━━ Material to process ━━

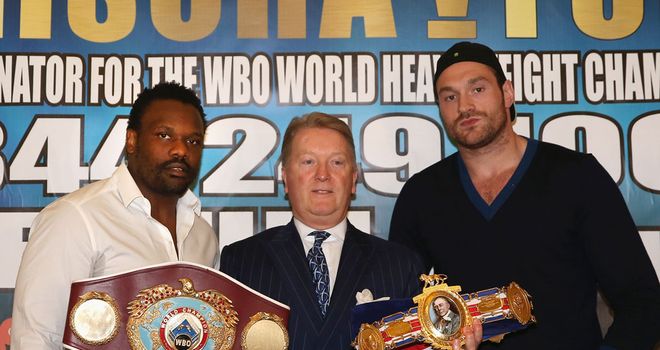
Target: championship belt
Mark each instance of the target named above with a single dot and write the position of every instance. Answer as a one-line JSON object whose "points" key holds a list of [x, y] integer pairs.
{"points": [[500, 310], [173, 306]]}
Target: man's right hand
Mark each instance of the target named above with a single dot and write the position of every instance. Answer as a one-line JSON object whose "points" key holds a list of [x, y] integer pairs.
{"points": [[473, 337]]}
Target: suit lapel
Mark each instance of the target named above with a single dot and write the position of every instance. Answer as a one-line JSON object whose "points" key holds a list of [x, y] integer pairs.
{"points": [[287, 251]]}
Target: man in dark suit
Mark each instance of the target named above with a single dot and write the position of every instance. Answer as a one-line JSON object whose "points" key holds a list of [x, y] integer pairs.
{"points": [[319, 261]]}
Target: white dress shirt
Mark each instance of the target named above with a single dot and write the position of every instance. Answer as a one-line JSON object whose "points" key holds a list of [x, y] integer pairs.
{"points": [[104, 228], [331, 246]]}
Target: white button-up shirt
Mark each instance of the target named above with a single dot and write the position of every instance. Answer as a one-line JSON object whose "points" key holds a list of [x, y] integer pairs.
{"points": [[104, 228]]}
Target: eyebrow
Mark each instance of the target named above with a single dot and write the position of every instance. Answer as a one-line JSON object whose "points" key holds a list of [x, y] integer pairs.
{"points": [[470, 81]]}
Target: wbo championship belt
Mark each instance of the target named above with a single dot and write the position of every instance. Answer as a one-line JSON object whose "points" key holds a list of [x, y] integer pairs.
{"points": [[173, 306], [440, 313]]}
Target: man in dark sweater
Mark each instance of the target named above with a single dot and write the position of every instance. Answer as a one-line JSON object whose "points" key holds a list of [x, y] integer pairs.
{"points": [[506, 208]]}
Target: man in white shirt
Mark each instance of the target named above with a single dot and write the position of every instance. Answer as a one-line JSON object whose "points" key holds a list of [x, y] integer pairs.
{"points": [[144, 214], [319, 261]]}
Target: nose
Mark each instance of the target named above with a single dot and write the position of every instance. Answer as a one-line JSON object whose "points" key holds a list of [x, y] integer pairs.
{"points": [[179, 149], [465, 104], [322, 173]]}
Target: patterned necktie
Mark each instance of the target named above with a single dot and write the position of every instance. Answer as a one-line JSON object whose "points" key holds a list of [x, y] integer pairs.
{"points": [[319, 268]]}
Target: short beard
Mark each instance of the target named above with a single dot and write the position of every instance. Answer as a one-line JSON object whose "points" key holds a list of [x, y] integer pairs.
{"points": [[491, 132]]}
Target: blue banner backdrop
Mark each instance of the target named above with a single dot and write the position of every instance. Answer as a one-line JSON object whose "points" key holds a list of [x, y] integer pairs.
{"points": [[586, 74]]}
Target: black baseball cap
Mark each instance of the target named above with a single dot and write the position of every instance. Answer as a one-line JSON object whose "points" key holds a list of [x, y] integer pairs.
{"points": [[466, 51]]}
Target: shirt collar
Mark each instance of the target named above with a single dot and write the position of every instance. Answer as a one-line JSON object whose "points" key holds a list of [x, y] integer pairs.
{"points": [[129, 191], [337, 232]]}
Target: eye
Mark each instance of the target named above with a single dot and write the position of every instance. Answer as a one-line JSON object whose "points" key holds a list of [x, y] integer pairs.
{"points": [[194, 141], [449, 98]]}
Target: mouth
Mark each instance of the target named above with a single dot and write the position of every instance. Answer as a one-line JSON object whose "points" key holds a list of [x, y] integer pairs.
{"points": [[469, 120], [177, 168]]}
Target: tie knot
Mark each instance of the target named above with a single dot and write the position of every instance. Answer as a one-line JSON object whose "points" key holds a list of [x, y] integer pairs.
{"points": [[319, 237]]}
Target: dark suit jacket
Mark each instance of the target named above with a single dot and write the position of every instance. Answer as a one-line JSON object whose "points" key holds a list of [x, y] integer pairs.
{"points": [[273, 262]]}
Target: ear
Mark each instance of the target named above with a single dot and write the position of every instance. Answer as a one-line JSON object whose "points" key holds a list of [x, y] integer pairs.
{"points": [[286, 188], [508, 94], [131, 141], [354, 188]]}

━━━

● Exercise details: Here the output must be the lines above from the line with "Target: man in white shirt" to the line with "Target: shirt collar", both included, duplicated word for word and nothing else.

● Output:
Target: man in white shirt
Mark each instance of the target named above with a single dot and write the position of every instance. Answer as a one-line JSON object whose "points" key holds a list of [x, y] integer pairs.
{"points": [[144, 214], [319, 261]]}
Target: nose
Mark each instance of the target named above with a single dot and write the position of every instance. Answer as a one-line JSON object whose "points" key holds a list of [x, y] integer pairs.
{"points": [[179, 149], [465, 104], [322, 173]]}
Target: patterned necktie
Mark each instance of the target named above with a single dot and write the position of every instance. Answer as a one-line JSON object whose "points" key holds a list of [x, y] integer pairs.
{"points": [[319, 268]]}
Target: short beard
Mark each instance of the target named above with a single dot and write the position of every instance. Answer as a one-line JSON object whose "points" key holds a list of [x, y] integer pairs.
{"points": [[491, 132]]}
Target: blue banner backdrop
Mark each instance of the target named above with a single dot and write the position of every instance. Answer as a one-line JSON object whose "points" key holds a list of [x, y] integer pairs.
{"points": [[586, 74]]}
Target: black baseball cap
Mark each instance of the target named above with a single dot and write the position of every instance. Answer as a one-line JSON object whose "points" key holds a list of [x, y] integer pairs.
{"points": [[466, 51]]}
Target: shirt collar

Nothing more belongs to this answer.